→ **Письменное задание 1**
Сколько лет модельерша из Каунаса, согласно тексту для чтения, работала над своими фигурками?
→ **Письменное задание 2**
Определите, согласуются ли с текстом для чтения следующие утверждения, и для каждого приведите решающие слова текста дословно: (a) по воскресеньям модельерша ходила за Неман в лес по грибы; (b) скульпторша выросла в деревне; (c) фигурки были спрятаны в мастерской за занавесом.

→ **Текст для чтения**
^^^^^^^^^^^^^^^^
Она жила на окраине Каунаса - одинокая, тихая модельерша, делавшая чудесные дамские шляпки для своих соотечественниц. По воскресеньям она уходила за Неман, в лес по грибы, и никому даже в голову не приходило, что эта хрупкая женщина глубокими ночами в своей мастерской занимается художественной лепкой. Она была бесконечно трудолюбивой, она проработала над этими фигурками около двадцати лет - без договоров, без похвал, без естественного желания увидеть свои работы выставленными. Она умерла, почти завершив весь этот огромный труд. Некоторое время спустя после ее смерти дальние родственники художницы, убирая в мастерской, сдернули высокий занавес, скрывавший весь угол, и перед ними выросла эта масса бунтующих литовцев.
Удивительнее всего то, что сама скульпторша родилась и всю жизнь прожила в Каунасе. Причем родилась она чуть ли не полвека спустя после тех событий. Она ни у кого не батрачила, у нее не было даже навыков жительницы деревни, она не знала, в какие сроки сеять ячмень и как варить из него пиво. И возникает, естественно, вопрос: откуда, как могли взорваться в душе городской модельерши ненависть и горе литовских крестьян, восставших за полвека до ее рождения?
^^^^^^^^^^^^^^^^
→ **Исходный материал**
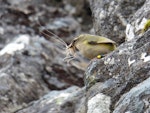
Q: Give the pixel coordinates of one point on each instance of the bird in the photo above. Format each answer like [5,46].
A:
[90,46]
^^^^^^^^^^^^^^^^
→ **Полный ответ 1**
Около двадцати лет.

→ **Полный ответ 2**
(a) Да: «По воскресеньям она уходила за Неман, в лес по грибы».
(b) Нет: «сама скульпторша родилась и всю жизнь прожила в Каунасе».
(c) Да: «сдернули высокий занавес, скрывавший весь угол, и перед ними выросла эта масса бунтующих литовцев».